→ SOURCE PASSAGE
════

DIY ~ No Wonder We’re So Tired

Our modern world has become obsessed with do-it-yourself everything. From getting gasoline to checking yourself out at the grocery store to booking your own flights to wherever – you are put in the driver’s seat.

Now don’t get me wrong. I like the freedom of choice just as anyone else. But our current ability to do virtually everything ourselves has replaced those days when service providers actually, well, provided service. Now it’s all automated and if you struggle with following directions (as I do), you’re up the river without a paddle.

Besides, what is really behind all this DIY-ing is the need for speed while cutting costs. How many of us actually go into a bank today and retrieve cash from a bank teller? As I kid, I used to love getting those lollipops after a bank transaction. No ATM in the world can offer you that.

Somehow I feel all this automation has simply cheapened the experience of life.

Not that I am complaining too much about the freedom of choice  we get to enjoy today. I greatly appreciate our manifest destiny of selection in many areas, such as which airline to fly with or which health care provider best suits my needs. But sometimes DIY simply sucks. It’s exhausting and confusing and I’d really rather leave certain decisions up to the professionals.

Do I sound like a total slacker? Bear with me now.

Our DIY mania has really gone too far. I like to be served, not because I like to treat people as servants, but because I trust that they know more than I do about certain things. Call me crazy, but don’t medical professionals have a better understanding of, say, health matters than I do?

For the first time in my life, I was recently asked to measure my own blood pressure by following the instructions in the waiting room at my doctor’s office. Eyes peering over my shoulder as I struggled with the arm cuff, I knew the stress of it alone would give me inaccurate readings.

It did. I mean, who can really relax when a half-dozen other patients are watching you? It felt a little bit like those machines you find in almost every supermarket in Florida — the median age of whose population exceeds 40 — where you insert your arm into a ring that squeezes you tight while it spews off your diastolic and systolic stats.

════

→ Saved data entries
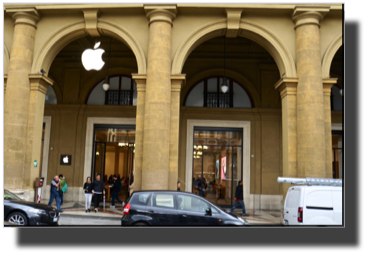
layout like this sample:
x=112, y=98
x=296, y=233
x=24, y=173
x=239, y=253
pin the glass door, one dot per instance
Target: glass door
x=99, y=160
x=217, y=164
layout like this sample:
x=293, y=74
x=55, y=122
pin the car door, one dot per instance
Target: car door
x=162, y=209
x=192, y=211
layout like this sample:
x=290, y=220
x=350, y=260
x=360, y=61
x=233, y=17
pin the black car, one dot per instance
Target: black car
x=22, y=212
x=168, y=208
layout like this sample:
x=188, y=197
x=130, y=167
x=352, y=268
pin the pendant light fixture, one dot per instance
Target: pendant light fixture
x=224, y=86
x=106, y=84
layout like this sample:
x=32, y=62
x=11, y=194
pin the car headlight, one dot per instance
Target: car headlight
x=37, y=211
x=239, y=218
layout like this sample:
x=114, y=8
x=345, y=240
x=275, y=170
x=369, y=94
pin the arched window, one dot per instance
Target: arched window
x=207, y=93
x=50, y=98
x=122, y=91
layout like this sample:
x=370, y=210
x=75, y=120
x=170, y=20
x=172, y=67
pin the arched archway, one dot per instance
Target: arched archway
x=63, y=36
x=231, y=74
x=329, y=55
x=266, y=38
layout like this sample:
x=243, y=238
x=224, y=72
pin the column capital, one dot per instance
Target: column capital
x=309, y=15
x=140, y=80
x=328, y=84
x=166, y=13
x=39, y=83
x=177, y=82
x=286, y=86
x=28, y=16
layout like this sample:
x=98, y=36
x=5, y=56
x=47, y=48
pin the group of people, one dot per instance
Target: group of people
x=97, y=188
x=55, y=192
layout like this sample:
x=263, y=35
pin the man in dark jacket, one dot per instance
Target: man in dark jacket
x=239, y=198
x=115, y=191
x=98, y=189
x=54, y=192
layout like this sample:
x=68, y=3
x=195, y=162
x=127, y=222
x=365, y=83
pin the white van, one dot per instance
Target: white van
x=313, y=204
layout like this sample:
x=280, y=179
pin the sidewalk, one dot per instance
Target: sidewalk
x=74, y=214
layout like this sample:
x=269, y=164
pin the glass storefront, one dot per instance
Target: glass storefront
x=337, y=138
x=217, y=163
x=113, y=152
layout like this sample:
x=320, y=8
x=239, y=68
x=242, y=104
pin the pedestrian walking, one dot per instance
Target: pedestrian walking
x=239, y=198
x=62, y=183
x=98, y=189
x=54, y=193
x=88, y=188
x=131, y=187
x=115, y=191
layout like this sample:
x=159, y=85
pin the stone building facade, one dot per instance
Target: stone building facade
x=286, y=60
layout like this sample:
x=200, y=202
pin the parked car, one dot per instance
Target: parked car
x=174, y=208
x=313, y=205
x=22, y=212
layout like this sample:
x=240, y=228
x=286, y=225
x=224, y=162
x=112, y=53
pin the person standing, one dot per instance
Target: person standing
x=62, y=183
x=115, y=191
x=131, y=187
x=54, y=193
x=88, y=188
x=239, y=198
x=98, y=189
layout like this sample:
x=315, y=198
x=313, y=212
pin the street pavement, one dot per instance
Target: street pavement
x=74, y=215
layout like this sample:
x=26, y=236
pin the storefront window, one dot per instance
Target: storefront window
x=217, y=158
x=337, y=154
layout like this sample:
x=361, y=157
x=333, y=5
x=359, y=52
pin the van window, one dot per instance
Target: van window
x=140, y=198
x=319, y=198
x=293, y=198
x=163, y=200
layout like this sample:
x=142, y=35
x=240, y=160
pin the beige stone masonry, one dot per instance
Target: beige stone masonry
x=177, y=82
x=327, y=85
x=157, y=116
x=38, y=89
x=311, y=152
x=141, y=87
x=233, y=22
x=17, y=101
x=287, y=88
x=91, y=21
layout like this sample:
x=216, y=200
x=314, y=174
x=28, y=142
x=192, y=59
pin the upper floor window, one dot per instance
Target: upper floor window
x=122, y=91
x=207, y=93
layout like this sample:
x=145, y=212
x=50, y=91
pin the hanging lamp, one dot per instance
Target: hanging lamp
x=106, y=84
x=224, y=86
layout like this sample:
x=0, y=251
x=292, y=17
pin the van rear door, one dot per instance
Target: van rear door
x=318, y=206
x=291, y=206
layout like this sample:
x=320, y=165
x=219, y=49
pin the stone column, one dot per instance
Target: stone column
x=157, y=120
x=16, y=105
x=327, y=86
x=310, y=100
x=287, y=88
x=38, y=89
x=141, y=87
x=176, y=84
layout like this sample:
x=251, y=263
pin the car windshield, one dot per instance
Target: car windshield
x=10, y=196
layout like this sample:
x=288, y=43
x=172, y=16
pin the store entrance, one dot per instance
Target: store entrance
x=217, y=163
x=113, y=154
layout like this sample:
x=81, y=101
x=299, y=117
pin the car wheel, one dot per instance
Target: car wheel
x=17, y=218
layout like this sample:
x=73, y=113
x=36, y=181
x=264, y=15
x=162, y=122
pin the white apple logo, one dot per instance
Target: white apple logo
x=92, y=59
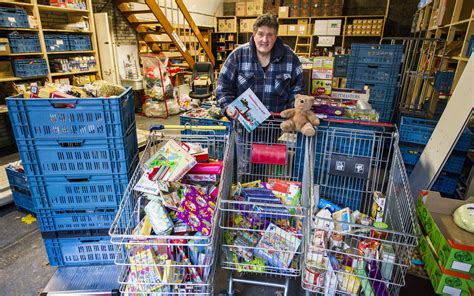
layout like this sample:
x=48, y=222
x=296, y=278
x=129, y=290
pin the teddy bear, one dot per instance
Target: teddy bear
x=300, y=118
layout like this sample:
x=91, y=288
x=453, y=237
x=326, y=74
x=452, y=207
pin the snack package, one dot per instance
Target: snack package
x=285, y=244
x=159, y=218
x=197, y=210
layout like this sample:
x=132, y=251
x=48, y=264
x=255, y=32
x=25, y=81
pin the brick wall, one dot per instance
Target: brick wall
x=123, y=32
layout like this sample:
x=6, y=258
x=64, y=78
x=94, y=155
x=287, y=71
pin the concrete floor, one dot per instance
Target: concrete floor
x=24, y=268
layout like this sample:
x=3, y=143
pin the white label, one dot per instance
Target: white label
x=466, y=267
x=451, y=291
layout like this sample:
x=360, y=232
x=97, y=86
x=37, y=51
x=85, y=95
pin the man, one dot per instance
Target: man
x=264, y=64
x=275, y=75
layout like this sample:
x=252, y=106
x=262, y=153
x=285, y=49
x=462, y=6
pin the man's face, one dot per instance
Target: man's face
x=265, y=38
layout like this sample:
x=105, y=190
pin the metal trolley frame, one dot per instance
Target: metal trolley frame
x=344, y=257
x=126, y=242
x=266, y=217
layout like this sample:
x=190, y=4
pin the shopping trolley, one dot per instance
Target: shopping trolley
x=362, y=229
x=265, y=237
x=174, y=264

════

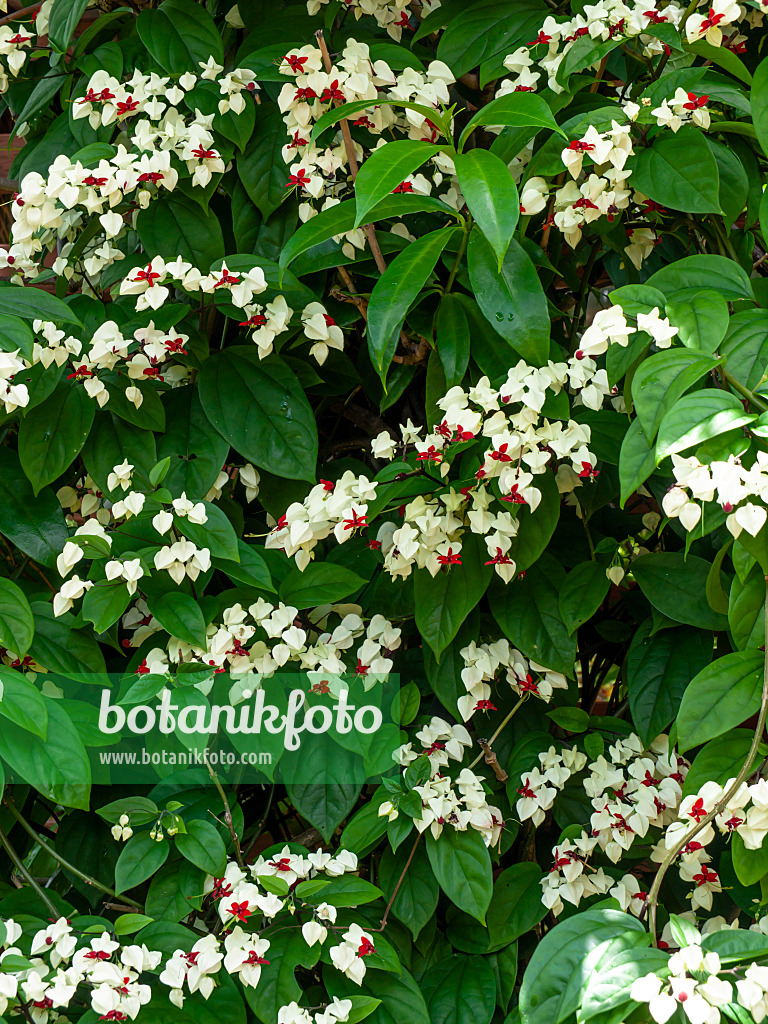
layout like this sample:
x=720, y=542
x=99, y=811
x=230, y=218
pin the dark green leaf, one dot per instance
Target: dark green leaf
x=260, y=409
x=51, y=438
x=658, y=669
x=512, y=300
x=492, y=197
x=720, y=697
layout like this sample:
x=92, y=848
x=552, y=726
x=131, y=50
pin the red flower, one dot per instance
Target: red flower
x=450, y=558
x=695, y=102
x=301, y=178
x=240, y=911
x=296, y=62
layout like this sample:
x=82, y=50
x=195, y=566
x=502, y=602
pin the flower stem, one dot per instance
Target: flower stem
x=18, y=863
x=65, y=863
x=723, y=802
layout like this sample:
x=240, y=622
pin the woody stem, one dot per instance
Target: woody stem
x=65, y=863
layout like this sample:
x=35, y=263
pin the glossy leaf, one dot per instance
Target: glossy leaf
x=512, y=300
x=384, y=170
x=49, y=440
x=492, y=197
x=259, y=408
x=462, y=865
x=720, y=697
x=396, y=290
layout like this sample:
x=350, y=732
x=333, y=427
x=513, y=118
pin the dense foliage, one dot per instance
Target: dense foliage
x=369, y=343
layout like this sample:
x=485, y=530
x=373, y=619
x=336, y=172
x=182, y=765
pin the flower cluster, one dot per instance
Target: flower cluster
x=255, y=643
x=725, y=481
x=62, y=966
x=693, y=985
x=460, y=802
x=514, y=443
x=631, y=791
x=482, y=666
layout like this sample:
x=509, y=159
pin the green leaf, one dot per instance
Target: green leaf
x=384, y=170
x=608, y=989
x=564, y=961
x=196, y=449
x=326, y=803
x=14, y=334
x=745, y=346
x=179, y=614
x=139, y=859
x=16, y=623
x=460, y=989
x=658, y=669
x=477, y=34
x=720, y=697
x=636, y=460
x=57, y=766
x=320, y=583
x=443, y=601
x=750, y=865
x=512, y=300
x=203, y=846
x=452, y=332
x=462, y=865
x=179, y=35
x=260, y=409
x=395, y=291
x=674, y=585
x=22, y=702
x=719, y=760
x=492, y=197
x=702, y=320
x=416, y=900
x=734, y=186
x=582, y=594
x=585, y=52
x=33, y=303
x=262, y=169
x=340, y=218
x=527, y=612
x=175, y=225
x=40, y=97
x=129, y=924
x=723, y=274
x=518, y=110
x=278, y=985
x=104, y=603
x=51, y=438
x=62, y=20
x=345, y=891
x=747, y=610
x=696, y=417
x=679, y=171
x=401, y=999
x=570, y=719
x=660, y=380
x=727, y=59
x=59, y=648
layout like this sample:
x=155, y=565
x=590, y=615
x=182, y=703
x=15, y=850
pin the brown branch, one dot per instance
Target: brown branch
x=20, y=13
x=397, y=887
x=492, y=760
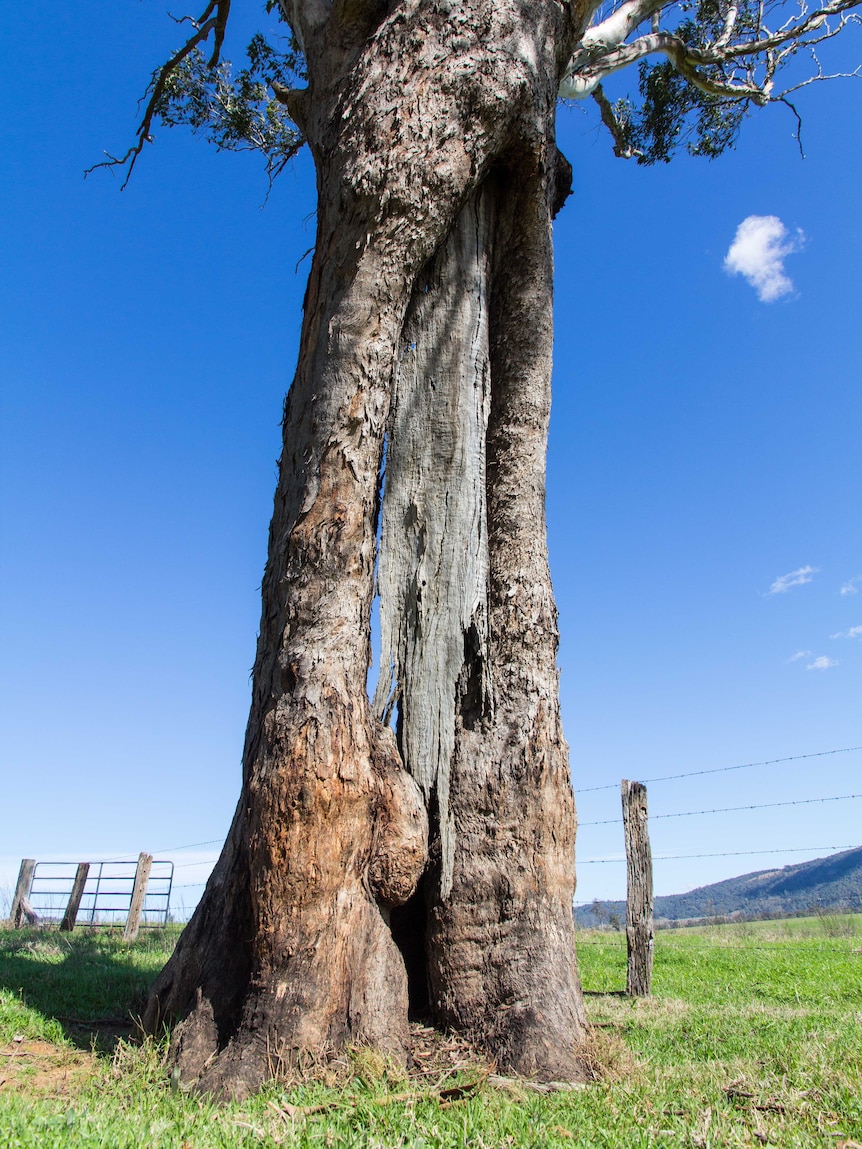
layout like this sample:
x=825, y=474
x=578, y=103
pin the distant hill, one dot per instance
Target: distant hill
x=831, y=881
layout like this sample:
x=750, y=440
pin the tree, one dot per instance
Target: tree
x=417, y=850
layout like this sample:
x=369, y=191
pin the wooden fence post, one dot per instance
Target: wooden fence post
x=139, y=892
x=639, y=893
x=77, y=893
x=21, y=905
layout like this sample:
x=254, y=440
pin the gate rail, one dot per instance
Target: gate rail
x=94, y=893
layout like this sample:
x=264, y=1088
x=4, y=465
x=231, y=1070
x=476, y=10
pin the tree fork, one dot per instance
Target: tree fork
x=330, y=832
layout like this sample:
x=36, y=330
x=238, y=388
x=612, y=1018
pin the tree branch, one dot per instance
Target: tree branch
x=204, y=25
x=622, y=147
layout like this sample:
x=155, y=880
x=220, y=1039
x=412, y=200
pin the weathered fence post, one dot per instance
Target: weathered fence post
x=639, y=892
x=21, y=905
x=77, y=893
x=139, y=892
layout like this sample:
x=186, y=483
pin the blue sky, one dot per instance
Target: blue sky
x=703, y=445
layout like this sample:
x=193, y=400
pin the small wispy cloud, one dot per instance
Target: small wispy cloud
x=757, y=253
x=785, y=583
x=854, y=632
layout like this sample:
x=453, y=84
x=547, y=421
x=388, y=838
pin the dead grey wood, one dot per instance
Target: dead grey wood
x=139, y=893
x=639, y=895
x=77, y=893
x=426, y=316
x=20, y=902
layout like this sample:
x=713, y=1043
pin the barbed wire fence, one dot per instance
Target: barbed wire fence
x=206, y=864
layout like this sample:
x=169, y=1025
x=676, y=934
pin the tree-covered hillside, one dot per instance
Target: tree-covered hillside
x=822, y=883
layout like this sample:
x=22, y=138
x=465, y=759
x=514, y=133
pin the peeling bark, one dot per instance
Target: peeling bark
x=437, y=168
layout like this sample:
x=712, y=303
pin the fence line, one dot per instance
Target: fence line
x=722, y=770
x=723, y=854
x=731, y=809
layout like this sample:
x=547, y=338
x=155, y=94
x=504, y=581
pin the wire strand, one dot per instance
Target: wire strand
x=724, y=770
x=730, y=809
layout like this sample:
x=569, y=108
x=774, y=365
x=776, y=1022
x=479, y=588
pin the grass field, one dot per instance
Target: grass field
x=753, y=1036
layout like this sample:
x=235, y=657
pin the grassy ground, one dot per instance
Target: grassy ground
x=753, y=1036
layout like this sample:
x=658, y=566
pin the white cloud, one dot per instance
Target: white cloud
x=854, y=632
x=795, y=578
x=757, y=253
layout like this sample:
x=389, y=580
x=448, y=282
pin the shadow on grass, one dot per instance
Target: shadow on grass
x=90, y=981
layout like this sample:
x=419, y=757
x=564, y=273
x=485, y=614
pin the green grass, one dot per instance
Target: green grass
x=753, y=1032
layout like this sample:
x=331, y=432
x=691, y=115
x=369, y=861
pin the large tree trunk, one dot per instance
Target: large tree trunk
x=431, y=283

════

→ EXERCISE INSTRUCTIONS
- a) Reproduce the part of the DIY essay running from "Besides, what is" down to "with me now.".
- b) In the DIY essay, what was the writer asked to measure in the doctor's waiting room?
- c) Carry the DIY essay forward, picking up right after its final sentence.
The saved data entries have nothing to do with this work.

→ RESULTS FOR EACH TASK
- a)
Besides, what is really behind all this DIY-ing is the need for speed while cutting costs. How many of us actually go into a bank today and retrieve cash from a bank teller? As I kid, I used to love getting those lollipops after a bank transaction. No ATM in the world can offer you that.

Somehow I feel all this automation has simply cheapened the experience of life.

Not that I am complaining too much about the freedom of choice  we get to enjoy today. I greatly appreciate our manifest destiny of selection in many areas, such as which airline to fly with or which health care provider best suits my needs. But sometimes DIY simply sucks. It’s exhausting and confusing and I’d really rather leave certain decisions up to the professionals.

Do I sound like a total slacker? Bear with me now.

- b) The writer's own blood pressure.

- c)
I’m not sure why taking my own blood pressure bothered me so. It really wasn’t that hard. But another modicum of privacy and care flew out the window with the doctor’s office’s self-service demand.

The philosophy behind DIY is you get to choose. And if you’ve been reading this blog for a while, you will know that my philosophy around The Power of Slow also centers upon the notion of choice.

We get to choose how we spend our time. For the most part.

But somehow I’ve begun to get the sense that there is little choice in the way things are set up today. I actually cancelled a car insurance policy this month because it was online and had no customer service. All in the name of “cheaper rates” (I found an even cheaper rate with a competitor who had a super-friendly customer service dude who won over my heart instantly).

Never underestimate the power of human connection.

I would have been willing to pay more just to have the ability to talk to someone when I needed help.

If I am forced to do all these tasks on my own, it is no wonder I am as tired as I am sometimes. Are you with me on this one?

What we need is more human touch in all things. So reach out and hug someone today. Hugging (and kissing) are two things that you certainly cannot do yourself!